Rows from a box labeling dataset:

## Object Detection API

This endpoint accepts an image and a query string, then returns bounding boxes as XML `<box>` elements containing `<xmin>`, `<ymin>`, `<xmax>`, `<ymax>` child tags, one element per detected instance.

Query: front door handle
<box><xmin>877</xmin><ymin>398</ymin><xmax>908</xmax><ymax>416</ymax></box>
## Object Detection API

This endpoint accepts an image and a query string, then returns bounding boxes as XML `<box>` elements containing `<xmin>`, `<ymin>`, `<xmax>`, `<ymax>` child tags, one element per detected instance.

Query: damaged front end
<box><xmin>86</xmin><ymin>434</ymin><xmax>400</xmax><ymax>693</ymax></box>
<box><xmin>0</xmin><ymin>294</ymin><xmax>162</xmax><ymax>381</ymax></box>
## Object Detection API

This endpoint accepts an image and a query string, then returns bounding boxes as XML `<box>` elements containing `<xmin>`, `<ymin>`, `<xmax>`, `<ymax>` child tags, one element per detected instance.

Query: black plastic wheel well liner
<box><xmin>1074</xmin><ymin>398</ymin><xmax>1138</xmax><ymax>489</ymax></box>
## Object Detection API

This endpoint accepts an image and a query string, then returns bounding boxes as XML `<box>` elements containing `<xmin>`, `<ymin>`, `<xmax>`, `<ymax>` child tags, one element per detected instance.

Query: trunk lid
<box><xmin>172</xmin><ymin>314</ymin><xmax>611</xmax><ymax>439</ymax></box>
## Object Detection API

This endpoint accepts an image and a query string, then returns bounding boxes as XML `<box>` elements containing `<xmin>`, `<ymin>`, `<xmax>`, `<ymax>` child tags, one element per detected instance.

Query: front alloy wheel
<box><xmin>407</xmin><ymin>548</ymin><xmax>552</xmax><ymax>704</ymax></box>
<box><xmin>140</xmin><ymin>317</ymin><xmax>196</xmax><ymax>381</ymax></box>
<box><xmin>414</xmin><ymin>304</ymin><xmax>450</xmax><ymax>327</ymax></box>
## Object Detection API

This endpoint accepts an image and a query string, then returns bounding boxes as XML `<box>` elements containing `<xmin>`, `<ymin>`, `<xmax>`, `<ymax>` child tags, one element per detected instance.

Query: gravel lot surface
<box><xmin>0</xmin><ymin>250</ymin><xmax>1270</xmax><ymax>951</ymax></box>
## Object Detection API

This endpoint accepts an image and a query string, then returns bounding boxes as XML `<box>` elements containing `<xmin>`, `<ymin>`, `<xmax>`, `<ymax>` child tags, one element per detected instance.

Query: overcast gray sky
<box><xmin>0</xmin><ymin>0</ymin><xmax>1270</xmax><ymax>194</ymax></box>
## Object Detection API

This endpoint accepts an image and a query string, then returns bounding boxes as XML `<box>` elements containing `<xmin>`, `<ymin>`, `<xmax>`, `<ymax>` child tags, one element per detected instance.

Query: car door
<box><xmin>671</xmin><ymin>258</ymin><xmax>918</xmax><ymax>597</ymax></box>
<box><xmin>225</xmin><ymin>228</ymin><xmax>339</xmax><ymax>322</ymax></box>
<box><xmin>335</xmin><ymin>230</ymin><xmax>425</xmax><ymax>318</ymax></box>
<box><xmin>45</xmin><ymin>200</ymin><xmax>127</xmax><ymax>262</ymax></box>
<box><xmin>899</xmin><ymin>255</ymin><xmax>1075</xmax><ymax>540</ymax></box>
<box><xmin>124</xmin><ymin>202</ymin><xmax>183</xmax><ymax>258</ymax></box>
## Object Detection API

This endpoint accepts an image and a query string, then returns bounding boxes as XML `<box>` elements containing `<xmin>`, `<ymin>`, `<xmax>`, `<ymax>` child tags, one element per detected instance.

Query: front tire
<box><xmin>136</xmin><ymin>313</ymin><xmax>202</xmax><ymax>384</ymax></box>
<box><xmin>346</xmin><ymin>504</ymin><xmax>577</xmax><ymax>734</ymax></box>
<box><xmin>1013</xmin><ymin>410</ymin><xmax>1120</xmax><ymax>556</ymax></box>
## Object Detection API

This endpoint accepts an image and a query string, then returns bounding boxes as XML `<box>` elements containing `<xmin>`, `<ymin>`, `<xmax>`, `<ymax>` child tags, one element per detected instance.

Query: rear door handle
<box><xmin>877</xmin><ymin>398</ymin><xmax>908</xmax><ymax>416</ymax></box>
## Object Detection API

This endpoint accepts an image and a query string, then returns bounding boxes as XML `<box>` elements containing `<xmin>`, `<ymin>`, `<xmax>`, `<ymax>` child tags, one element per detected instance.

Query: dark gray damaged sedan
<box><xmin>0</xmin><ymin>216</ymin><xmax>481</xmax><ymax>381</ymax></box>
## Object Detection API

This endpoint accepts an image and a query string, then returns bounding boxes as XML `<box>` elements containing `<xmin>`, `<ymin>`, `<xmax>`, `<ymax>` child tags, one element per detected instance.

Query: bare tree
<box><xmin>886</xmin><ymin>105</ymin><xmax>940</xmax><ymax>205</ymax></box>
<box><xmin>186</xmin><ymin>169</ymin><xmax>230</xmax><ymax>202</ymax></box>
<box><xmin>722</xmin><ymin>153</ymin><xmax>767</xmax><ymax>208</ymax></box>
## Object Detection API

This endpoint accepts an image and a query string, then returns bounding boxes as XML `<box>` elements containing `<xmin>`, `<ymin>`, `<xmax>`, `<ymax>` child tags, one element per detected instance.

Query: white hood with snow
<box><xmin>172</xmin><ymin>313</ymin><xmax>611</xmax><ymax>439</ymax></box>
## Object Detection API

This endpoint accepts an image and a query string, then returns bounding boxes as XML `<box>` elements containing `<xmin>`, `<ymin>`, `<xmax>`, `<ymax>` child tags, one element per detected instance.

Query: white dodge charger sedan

Required work: Quote the whole listing above, leaving nothing out.

Output:
## Object Detection API

This endpoint accepts an image and a query string, then returns bounding boxes as XML `<box>` elements containing `<xmin>`, `<ymin>`, `<xmax>`, `<ymax>` child tags, one element per detected instance.

Query: front door handle
<box><xmin>877</xmin><ymin>398</ymin><xmax>908</xmax><ymax>416</ymax></box>
## Object Detection API

This endpoint accepts an image and a query string, then returns bounding boxes as XML `<box>` elements containing `<xmin>`, `<ymin>`, `<xmax>`, `<ymax>` child tags, one element per detected instance.

Query: damaged front end
<box><xmin>86</xmin><ymin>434</ymin><xmax>400</xmax><ymax>693</ymax></box>
<box><xmin>0</xmin><ymin>294</ymin><xmax>162</xmax><ymax>381</ymax></box>
## Object Detection API

This endpoint accepts an image and a query string, then returns bounding boxes as XML `<box>` elements containing `<xmin>`, `<ymin>`, `<xmax>`, `<ymax>` child tags, one element per detected instance.

Query: black plastic wheel well liner
<box><xmin>1074</xmin><ymin>398</ymin><xmax>1138</xmax><ymax>489</ymax></box>
## Object Detection API

This endpoint accepts an image and a query string, then returns bounding boxes as XML `<box>` elements containing `<xmin>`, `<ymin>`, `<xmax>`, `<ymax>` child tags, one element per detected instance.

Query: trunk lid
<box><xmin>172</xmin><ymin>314</ymin><xmax>611</xmax><ymax>439</ymax></box>
## Object Detection API

This endpoint accepts an image and a query string, then returns bounding boxes as XML `<box>` elements containing `<xmin>`, `<ymin>`, `<xmax>`, `<ymax>` child tags, one element per detected instance.

Query: front alloy wheel
<box><xmin>407</xmin><ymin>548</ymin><xmax>552</xmax><ymax>704</ymax></box>
<box><xmin>140</xmin><ymin>317</ymin><xmax>196</xmax><ymax>381</ymax></box>
<box><xmin>414</xmin><ymin>304</ymin><xmax>450</xmax><ymax>327</ymax></box>
## Object Detection API

This endpoint accepts an image and a query string, then returns bounding boxes as XML `<box>` elements containing `<xmin>`, `<ymin>`, `<xmax>`, `<ymax>` child tags, one element per detected instance.

Query: gravel lot surface
<box><xmin>0</xmin><ymin>250</ymin><xmax>1270</xmax><ymax>951</ymax></box>
## Object Detection API

This endpoint accepts an image and a query string, then returns bounding boxes as XML `<box>` elements containing `<xmin>`, `<ymin>`, `<xmax>`, `<ymax>` child tags, one element per detected instance.

Query: overcast gray sky
<box><xmin>0</xmin><ymin>0</ymin><xmax>1270</xmax><ymax>194</ymax></box>
## Object Detection API

This endpoint accepts an image and a query string, then returns bounding boxes as XML `<box>` elements containing `<xmin>`, `<ymin>`, `<xmax>`, `<ymax>` child tags, one element per detected instance.

Query: car door
<box><xmin>671</xmin><ymin>258</ymin><xmax>918</xmax><ymax>597</ymax></box>
<box><xmin>225</xmin><ymin>228</ymin><xmax>339</xmax><ymax>322</ymax></box>
<box><xmin>335</xmin><ymin>230</ymin><xmax>425</xmax><ymax>318</ymax></box>
<box><xmin>45</xmin><ymin>200</ymin><xmax>127</xmax><ymax>262</ymax></box>
<box><xmin>899</xmin><ymin>255</ymin><xmax>1075</xmax><ymax>540</ymax></box>
<box><xmin>124</xmin><ymin>202</ymin><xmax>183</xmax><ymax>258</ymax></box>
## Object Detection API

This endpoint accepts an image and a query string, then returns bounding boxes as XML `<box>` elements containing `<xmin>`, `<ymin>`, `<xmax>`, `<ymax>` child tags, one element per detected instance.

Query: front tire
<box><xmin>136</xmin><ymin>313</ymin><xmax>202</xmax><ymax>384</ymax></box>
<box><xmin>346</xmin><ymin>504</ymin><xmax>577</xmax><ymax>734</ymax></box>
<box><xmin>1013</xmin><ymin>410</ymin><xmax>1120</xmax><ymax>556</ymax></box>
## Object Detection API

This endpoint accepts an image and a query string, then returns bounding boxes as XML `<box>` elements containing `<xmin>`, `<ymin>`, `<xmax>`, `<ymax>` child tags, one element per detected instance.

Query: rear door handle
<box><xmin>877</xmin><ymin>398</ymin><xmax>908</xmax><ymax>416</ymax></box>
## Object Detection API

This endpoint accepts an image and a query string, then returns bounding boxes as XML `<box>` elements containing `<xmin>`, `<ymin>`, `<xmax>`, `<ymax>` child tags, one element per detected instance.

Query: dark gray damaged sedan
<box><xmin>0</xmin><ymin>216</ymin><xmax>481</xmax><ymax>381</ymax></box>
## Object Detection API

This endpoint accepts an image and a query string, then returns bounding boxes as XML `<box>` elements containing `<xmin>`, `<ymin>`, `<xmax>`, `<ymax>` child tags, one element per detected instance.

Query: bare tree
<box><xmin>886</xmin><ymin>105</ymin><xmax>940</xmax><ymax>205</ymax></box>
<box><xmin>186</xmin><ymin>169</ymin><xmax>230</xmax><ymax>202</ymax></box>
<box><xmin>722</xmin><ymin>153</ymin><xmax>767</xmax><ymax>208</ymax></box>
## Object Detection API

This endpoint accepts an image and a query string, then returns bounding boxes as XML `<box>` elements containing `<xmin>`, `<ymin>`, `<xmax>`, `<ymax>` child tags, one element per detected instance.

Query: white hood with snow
<box><xmin>172</xmin><ymin>313</ymin><xmax>611</xmax><ymax>439</ymax></box>
## Object Detection API

This endpoint accepts an image and a query string, then returns bounding boxes as XML `<box>` elements containing `<xmin>`, `<ymin>`, `<xmax>`, `<ymax>` child tags, one element per detected instance.

Query: white dodge charger sedan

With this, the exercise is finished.